### REQUIRED ACTION 1
In the forum thread about an exhausted five-month-old, why is the parent thinking about putting the baby on a sleep schedule? Answer in one to three sentences.
### REQUIRED ACTION 2
In the forum thread about an exhausted five-month-old, around what age did the reply writer's daughter start hating the exercise ball?
### REQUIRED ACTION 3
Copy the passage of the forum thread about an exhausted five-month-old from "FWIW, DD went" to "You'll get there.", word for word.

### DOCUMENT SEGMENT
# # # # #
Attachment Parenting

Exhausted 5 month old...how to help him catch back up

Here's the back ground we did over a week of the 4 month wakefulness, then 1 1/2 weeks of late diagnosed ear infection, then over a week of horrible head/chest congestion.  To say the least lil man has not had much sleep in over month.  He was sleeping GREAT before all this, now I can't remember how I ever got him to sleep at all.  I have been focusing on naps the past 5 days, b/c in all honesty it is the only time I have energy to put him back down 100 times.  His naps are quickly going to crap too though.  I'm also almost at the CIO point...though first I might try just letting him fuss.  I'm of course exhausted, but I've been making it OK....my concern is seeing the dark circles under his eyes and the glazed over look.  I miss my bouncing little boy.  Right now DH is bouncing him back to sleep for the 3rd time on a 45 min nap.  We get him up as soon as we hear him, but he is yawning, rubbing his eyes, and fussy...so we put him back down.

Prior to all this, he was waking once/twice from 9-8 to eat and going right back down in his crib.  Now we are bedsharing, he's eating 10+ times a night, demanding an hour of play between 1 a.m - 3 a.m. and having to be bounced (on an exercise ball) after EVERY waking.  Every night I consider CIO, but it just doesn't feel right.  I have now read Healthy Sleep Habits, Healthy baby (twice), The baby whisperer, and NCSS....All i have gathered from all this is we both really need sleep ; )

So ladies, will I be a horrible non AP mama if I let him fuss for a little in his own crib and go in just to pat his back and only offer the 2 feedings during the night (not letting him go more than 4 hours).  I'm also considering putting him on a sleep schedule.  My thoughts are if he can predict when nap time/bed time is coming every day he might have an easier time falling and staying asleep.  I of course would 'schedule" this based on what his natural rhythms seem to be. 

I'm sooooo exhausted that I'm now scared to BS, last night DH woke up and I had pulled the covers up above my waist and they were partly covering LO's head.  Thankfully he is 5 months and squirmy enough to move them if they were a bother, but it scared me that I hadn't even noticed that I had done this.  I've tried him in the PnP beside the bed, but he'll only sleep 5 min in there.

Warning No formatter is installed for the format bbhtml

Re: Exhausted 5 month old...how to help him catch back up

  • I'm so sorry, mama. It is really hard to be tired like that and have a tired, fussy baby! You have to do what you need to do to get some sleep, and I'm sure you'll only do what feels right to you.

    FWIW, DD went through a stage at 5 months where she would only be bounced to sleep on the exercise ball too. It was soooo rough. I'm still not really sure what that was about. Around 7 months, she started hating the ball and only wanted to be rocked to sleep. Then it was she wanted to be walked to sleep. Now, she's teething, so we're all a mess, but she will, on occasion, go to sleep just because we lay down together. You'll get there.
# # # # #
### RECORD SET
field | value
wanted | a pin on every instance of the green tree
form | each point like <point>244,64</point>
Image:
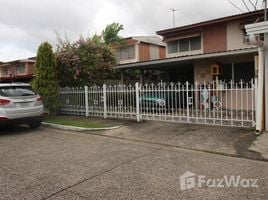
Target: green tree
<point>45,81</point>
<point>84,62</point>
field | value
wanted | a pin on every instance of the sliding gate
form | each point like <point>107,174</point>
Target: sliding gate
<point>229,104</point>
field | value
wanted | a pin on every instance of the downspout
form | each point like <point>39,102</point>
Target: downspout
<point>260,89</point>
<point>259,111</point>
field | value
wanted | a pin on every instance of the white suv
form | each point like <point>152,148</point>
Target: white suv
<point>20,104</point>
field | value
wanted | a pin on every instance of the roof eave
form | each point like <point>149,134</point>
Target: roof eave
<point>186,58</point>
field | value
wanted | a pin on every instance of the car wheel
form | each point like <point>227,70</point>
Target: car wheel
<point>35,124</point>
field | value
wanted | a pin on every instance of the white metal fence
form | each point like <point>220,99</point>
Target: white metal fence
<point>228,104</point>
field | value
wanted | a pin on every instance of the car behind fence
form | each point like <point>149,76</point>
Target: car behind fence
<point>225,104</point>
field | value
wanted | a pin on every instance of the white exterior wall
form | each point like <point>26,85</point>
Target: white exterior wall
<point>235,36</point>
<point>177,54</point>
<point>136,59</point>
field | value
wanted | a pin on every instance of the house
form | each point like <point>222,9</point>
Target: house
<point>140,48</point>
<point>204,51</point>
<point>18,70</point>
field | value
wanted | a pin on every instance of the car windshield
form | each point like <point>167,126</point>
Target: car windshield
<point>16,91</point>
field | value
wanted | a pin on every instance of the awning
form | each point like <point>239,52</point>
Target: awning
<point>185,59</point>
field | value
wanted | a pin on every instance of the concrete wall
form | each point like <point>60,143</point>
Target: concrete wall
<point>215,38</point>
<point>202,72</point>
<point>235,36</point>
<point>28,70</point>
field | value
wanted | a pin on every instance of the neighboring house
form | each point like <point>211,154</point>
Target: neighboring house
<point>17,71</point>
<point>140,48</point>
<point>204,51</point>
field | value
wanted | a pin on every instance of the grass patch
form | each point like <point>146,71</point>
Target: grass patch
<point>78,122</point>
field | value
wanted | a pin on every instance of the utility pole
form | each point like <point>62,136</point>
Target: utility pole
<point>265,10</point>
<point>173,16</point>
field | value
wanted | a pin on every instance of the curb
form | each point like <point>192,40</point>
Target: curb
<point>75,128</point>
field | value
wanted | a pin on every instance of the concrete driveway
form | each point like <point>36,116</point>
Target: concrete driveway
<point>212,139</point>
<point>55,164</point>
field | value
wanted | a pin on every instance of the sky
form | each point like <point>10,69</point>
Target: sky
<point>25,24</point>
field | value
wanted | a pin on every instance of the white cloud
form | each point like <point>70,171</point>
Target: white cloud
<point>24,24</point>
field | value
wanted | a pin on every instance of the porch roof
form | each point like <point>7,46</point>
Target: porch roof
<point>185,59</point>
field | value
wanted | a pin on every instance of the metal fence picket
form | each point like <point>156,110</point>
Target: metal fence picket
<point>224,104</point>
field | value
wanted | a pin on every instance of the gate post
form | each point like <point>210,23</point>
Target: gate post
<point>187,100</point>
<point>137,101</point>
<point>86,101</point>
<point>104,101</point>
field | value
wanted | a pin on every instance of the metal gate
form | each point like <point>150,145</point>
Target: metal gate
<point>225,104</point>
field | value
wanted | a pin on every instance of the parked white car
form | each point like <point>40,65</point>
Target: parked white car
<point>20,104</point>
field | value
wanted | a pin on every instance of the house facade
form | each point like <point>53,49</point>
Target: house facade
<point>17,71</point>
<point>140,48</point>
<point>205,51</point>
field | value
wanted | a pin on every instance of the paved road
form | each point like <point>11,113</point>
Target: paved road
<point>56,164</point>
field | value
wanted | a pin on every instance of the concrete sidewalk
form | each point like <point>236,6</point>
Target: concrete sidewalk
<point>261,145</point>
# # # # #
### EXPECTED ANSWER 1
The parent thinks that if the baby can predict when nap time and bedtime are coming each day, he might have an easier time falling and staying asleep. The schedule would follow his natural rhythms.

### EXPECTED ANSWER 2
Around 7 months.

### EXPECTED ANSWER 3
FWIW, DD went through a stage at 5 months where she would only be bounced to sleep on the exercise ball too. It was soooo rough. I'm still not really sure what that was about. Around 7 months, she started hating the ball and only wanted to be rocked to sleep. Then it was she wanted to be walked to sleep. Now, she's teething, so we're all a mess, but she will, on occasion, go to sleep just because we lay down together. You'll get there.